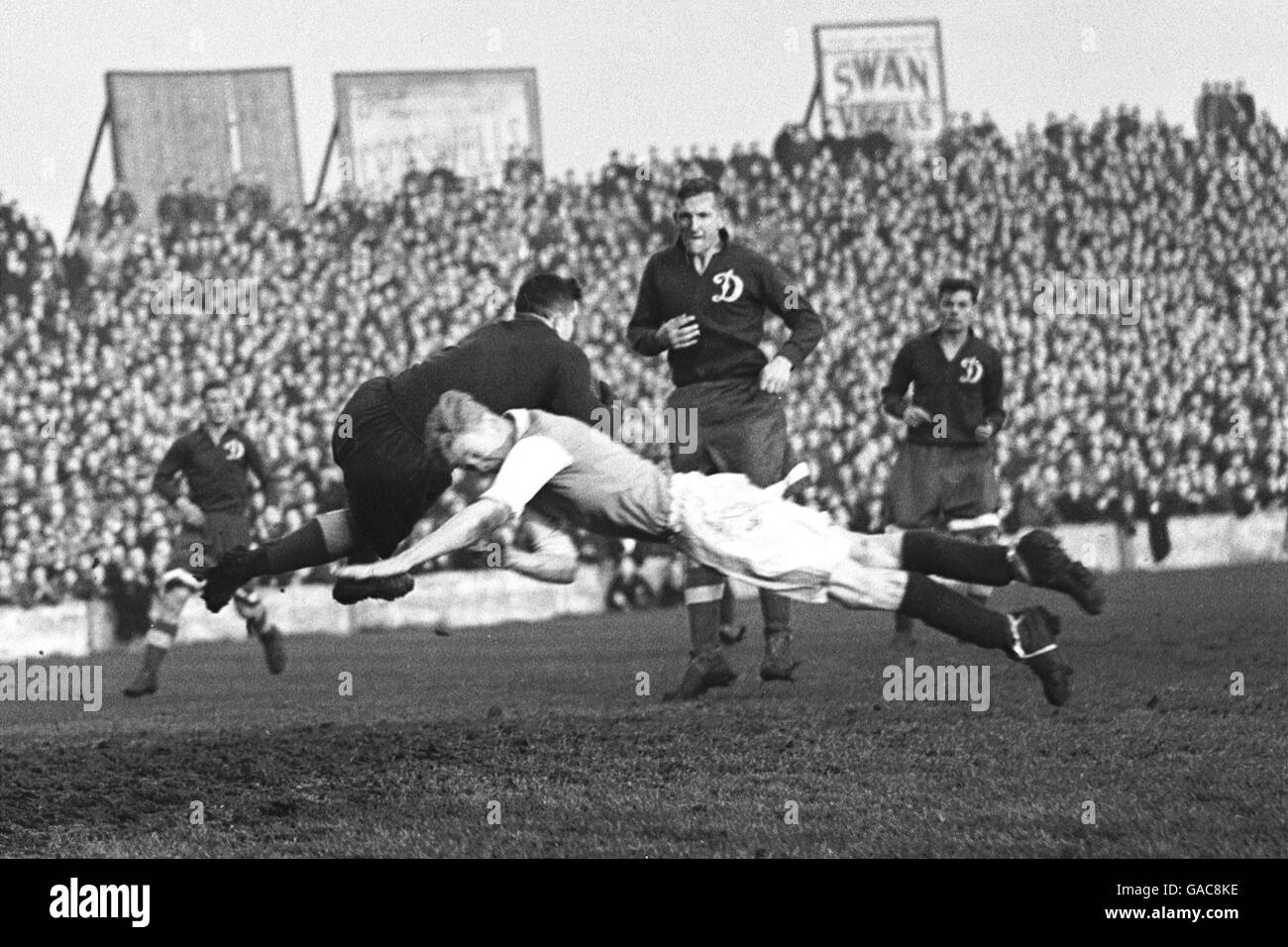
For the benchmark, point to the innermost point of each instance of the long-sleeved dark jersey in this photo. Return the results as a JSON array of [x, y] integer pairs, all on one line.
[[505, 365], [728, 300], [217, 474], [966, 392]]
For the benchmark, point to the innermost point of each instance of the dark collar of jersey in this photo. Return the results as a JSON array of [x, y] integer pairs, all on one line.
[[205, 429], [724, 243], [970, 334], [528, 317]]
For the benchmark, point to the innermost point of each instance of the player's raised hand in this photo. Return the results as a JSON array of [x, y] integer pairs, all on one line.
[[189, 513], [373, 570], [914, 415], [679, 333], [774, 376]]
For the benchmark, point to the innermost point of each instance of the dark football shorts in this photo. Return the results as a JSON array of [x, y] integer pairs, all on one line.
[[734, 428], [941, 487], [197, 549], [389, 475]]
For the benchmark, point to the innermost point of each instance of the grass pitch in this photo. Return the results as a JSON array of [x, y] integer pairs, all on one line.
[[532, 740]]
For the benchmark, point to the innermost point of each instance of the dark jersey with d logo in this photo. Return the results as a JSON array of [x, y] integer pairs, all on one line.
[[958, 393], [215, 472]]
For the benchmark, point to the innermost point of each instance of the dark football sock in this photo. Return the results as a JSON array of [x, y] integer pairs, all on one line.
[[703, 589], [954, 613], [728, 608], [777, 611], [936, 554], [304, 548]]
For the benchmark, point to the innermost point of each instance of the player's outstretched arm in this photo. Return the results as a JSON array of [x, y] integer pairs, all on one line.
[[475, 523]]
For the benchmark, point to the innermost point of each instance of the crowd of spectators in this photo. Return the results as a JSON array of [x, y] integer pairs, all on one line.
[[1177, 410]]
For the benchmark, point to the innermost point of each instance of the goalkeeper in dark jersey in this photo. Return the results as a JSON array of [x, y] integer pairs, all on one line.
[[703, 303], [217, 462], [389, 475], [574, 474]]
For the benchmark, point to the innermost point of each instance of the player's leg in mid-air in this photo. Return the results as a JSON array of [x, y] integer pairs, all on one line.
[[893, 573], [738, 428], [776, 544], [389, 479], [192, 554], [912, 501]]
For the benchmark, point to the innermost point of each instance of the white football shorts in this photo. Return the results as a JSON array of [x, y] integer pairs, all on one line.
[[743, 531]]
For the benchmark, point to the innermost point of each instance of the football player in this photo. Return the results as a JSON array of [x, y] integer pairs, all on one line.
[[218, 462], [572, 474]]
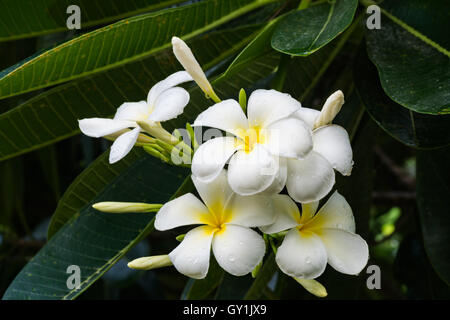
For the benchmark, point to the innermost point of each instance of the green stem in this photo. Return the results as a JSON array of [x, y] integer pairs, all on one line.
[[303, 4]]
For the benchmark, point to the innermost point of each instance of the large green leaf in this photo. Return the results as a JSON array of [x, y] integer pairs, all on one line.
[[411, 128], [123, 42], [97, 176], [201, 289], [94, 241], [433, 190], [30, 18], [412, 53], [52, 115], [305, 31], [304, 73]]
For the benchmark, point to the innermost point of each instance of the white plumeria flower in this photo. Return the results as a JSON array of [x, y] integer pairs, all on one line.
[[259, 145], [312, 178], [226, 219], [313, 240], [165, 101]]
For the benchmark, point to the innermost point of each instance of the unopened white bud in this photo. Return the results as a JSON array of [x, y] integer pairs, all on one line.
[[123, 207], [156, 130], [185, 56], [312, 286], [152, 262], [330, 109]]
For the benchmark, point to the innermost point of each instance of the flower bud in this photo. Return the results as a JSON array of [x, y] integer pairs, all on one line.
[[149, 263], [123, 207], [185, 56], [312, 286], [330, 109]]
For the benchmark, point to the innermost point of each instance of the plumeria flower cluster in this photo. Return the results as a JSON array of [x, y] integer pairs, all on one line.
[[269, 143]]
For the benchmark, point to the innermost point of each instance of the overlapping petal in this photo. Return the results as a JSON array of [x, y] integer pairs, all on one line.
[[347, 252], [171, 81], [211, 156], [289, 138], [184, 210], [191, 256], [253, 172], [226, 115], [238, 250], [123, 144], [267, 106], [309, 179], [250, 211], [307, 115], [216, 193], [302, 255], [333, 143], [287, 215], [169, 104], [335, 213]]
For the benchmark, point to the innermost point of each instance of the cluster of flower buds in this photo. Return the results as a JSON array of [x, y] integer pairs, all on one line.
[[270, 142]]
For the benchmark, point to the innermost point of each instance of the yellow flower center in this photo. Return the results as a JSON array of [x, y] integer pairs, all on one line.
[[251, 137], [217, 218]]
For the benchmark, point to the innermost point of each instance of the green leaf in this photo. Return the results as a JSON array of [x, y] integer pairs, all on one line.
[[306, 31], [201, 289], [411, 128], [53, 115], [86, 187], [433, 189], [93, 240], [31, 18], [100, 174], [304, 73], [122, 42], [411, 52]]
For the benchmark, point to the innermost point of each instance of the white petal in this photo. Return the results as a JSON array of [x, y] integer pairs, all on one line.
[[211, 156], [289, 138], [123, 144], [251, 173], [302, 255], [132, 111], [280, 180], [268, 106], [170, 104], [347, 252], [238, 250], [215, 193], [308, 115], [250, 211], [171, 81], [191, 257], [99, 127], [333, 143], [287, 215], [182, 211], [308, 211], [226, 115], [309, 179], [335, 213]]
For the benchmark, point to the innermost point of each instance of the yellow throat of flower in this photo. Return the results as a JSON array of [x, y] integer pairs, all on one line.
[[251, 137]]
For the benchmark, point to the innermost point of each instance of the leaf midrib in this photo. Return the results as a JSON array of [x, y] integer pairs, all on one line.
[[409, 29], [255, 4]]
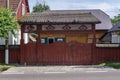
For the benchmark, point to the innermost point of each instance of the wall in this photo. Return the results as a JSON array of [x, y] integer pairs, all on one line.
[[106, 55], [14, 54]]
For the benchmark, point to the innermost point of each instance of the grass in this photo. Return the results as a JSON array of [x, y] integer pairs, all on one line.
[[4, 67], [115, 65]]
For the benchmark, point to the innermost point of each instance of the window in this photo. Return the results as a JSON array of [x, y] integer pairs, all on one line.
[[23, 9], [60, 39], [51, 40]]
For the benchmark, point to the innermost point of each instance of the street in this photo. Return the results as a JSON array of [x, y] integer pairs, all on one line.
[[86, 75]]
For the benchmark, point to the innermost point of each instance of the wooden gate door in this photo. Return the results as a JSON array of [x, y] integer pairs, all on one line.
[[79, 53], [55, 53], [30, 53]]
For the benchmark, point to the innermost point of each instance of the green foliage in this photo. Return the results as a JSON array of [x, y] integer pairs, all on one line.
[[8, 23], [41, 7], [116, 19]]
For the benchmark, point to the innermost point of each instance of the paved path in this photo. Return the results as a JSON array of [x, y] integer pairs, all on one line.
[[56, 69]]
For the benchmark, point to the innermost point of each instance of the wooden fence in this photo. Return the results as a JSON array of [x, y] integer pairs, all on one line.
[[98, 55], [14, 54]]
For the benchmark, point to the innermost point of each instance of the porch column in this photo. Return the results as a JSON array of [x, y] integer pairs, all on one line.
[[22, 58], [94, 34], [93, 44], [39, 45]]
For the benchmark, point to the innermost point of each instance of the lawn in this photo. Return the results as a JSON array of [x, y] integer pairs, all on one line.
[[115, 65], [4, 67]]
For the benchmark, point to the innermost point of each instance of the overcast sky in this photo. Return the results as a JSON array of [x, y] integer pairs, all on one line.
[[111, 7]]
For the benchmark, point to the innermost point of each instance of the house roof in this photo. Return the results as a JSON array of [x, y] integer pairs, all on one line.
[[99, 14], [59, 17], [13, 4], [116, 27]]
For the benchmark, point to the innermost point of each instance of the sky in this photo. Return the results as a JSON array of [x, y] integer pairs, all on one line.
[[111, 7]]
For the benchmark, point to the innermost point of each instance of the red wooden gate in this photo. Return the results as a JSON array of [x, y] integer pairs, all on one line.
[[58, 53]]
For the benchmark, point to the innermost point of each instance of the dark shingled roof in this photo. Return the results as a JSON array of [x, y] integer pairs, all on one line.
[[116, 27], [13, 4], [54, 17]]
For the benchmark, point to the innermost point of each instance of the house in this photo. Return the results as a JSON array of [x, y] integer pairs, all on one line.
[[19, 8], [61, 37]]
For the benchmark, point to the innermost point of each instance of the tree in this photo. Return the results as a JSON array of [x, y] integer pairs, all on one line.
[[8, 23], [40, 7]]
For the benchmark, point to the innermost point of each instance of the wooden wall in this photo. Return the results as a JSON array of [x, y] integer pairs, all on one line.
[[14, 55]]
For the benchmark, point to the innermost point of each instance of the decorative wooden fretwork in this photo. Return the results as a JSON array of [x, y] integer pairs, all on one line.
[[30, 28], [66, 27], [83, 27], [50, 27], [71, 27]]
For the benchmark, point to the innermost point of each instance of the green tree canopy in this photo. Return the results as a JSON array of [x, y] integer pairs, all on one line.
[[40, 7]]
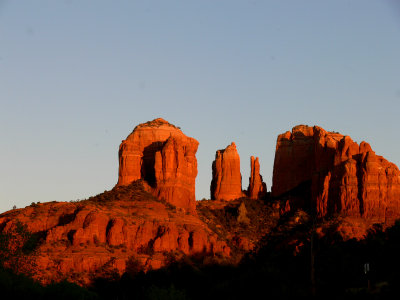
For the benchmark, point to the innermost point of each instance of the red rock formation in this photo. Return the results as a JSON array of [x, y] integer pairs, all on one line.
[[82, 238], [226, 182], [342, 176], [257, 188], [165, 158]]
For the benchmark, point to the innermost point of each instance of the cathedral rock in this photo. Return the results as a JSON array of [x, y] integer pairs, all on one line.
[[226, 181], [160, 154], [337, 174], [257, 188]]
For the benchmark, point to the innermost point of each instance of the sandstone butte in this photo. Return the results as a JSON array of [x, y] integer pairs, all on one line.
[[257, 188], [150, 212], [226, 181], [160, 154], [335, 176]]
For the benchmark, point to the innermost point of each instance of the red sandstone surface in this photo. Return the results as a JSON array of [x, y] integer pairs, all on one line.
[[226, 178], [159, 153], [345, 178], [81, 238], [257, 188], [151, 213]]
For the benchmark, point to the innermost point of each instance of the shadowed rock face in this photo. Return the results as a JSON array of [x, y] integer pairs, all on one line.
[[226, 182], [257, 188], [342, 176], [84, 237], [165, 158]]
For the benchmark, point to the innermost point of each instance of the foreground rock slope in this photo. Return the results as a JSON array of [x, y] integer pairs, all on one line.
[[160, 154], [78, 240], [335, 175]]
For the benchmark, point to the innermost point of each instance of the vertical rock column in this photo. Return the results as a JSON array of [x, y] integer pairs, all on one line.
[[257, 188], [226, 182]]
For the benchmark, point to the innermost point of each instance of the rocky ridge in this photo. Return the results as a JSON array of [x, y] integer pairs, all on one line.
[[340, 176], [160, 154], [151, 214]]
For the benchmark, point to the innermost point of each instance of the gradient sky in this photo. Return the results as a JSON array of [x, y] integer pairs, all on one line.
[[77, 76]]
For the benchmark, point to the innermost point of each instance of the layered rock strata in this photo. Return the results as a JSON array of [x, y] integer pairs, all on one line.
[[257, 188], [159, 153], [342, 177], [80, 239], [226, 181]]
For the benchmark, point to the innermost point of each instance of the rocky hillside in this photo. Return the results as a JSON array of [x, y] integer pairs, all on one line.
[[323, 183]]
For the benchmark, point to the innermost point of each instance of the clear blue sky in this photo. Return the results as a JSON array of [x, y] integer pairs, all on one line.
[[77, 76]]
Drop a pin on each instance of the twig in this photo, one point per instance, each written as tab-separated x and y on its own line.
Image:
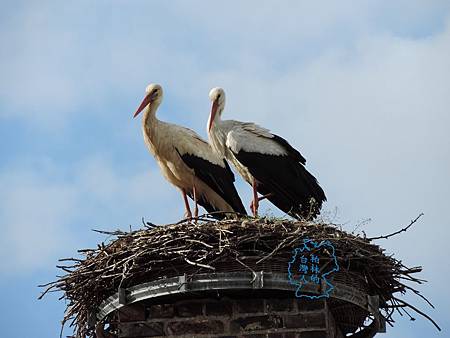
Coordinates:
399	231
418	311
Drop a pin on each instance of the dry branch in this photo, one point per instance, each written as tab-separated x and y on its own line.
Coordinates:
158	252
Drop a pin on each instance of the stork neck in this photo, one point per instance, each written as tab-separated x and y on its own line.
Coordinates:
150	114
149	121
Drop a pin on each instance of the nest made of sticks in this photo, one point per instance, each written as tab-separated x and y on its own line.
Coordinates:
158	252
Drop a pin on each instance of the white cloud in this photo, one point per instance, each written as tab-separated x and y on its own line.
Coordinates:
45	217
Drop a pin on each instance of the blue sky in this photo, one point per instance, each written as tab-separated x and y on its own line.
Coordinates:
361	88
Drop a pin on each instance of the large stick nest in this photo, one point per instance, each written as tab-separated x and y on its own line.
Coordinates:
158	252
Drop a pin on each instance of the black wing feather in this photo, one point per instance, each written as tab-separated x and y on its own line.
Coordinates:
291	186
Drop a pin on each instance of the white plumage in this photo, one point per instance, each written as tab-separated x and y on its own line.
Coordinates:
266	161
187	161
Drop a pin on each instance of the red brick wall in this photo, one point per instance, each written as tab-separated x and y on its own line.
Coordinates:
228	317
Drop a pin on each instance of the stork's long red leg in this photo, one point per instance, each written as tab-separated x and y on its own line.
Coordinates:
188	213
255	200
195	202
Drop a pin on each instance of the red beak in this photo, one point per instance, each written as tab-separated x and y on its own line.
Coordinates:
144	104
212	116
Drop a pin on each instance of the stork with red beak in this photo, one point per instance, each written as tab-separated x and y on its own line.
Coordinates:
188	162
266	161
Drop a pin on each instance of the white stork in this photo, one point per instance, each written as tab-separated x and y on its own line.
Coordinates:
266	161
188	162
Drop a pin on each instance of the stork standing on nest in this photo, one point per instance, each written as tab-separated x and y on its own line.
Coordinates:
188	162
266	161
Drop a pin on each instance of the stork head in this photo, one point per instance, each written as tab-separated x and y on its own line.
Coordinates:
153	96
217	96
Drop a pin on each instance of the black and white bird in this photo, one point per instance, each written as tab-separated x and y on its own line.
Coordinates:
#####
• [Problem to work on] Give the lines from the one containing "Drop a pin on each instance of the red beak" through the end of the entries again, exactly as written and with no other lines.

• [Correct answer]
Drop a pin on each instance of the red beak in this photo, one point per instance, each written as tab-separated x and y on its own line.
Coordinates:
144	104
212	116
Drop a pin on each instance of the stork with red beak in this photo, one point per instance, each written as tab-separated x and y on its own line.
Coordinates:
188	162
266	161
Drop a pin on each instance of the white stork in this photo, one point per instance, each written as tab-separated x and y on its own line.
Coordinates:
266	161
188	162
Drop a pin on each instance of the stork standing on nest in this photo, one point per instance, each written as tab-separated x and y on its own line.
Coordinates:
188	162
266	161
Drop a pin on each instance of the stork head in this photo, one point per instance, each written as tab-separated x and y on its own line.
Coordinates:
153	96
217	96
Drop a pin on each instance of the black and white bird in this photo, one point per instance, each written as tab-separated x and y on its own line.
Coordinates:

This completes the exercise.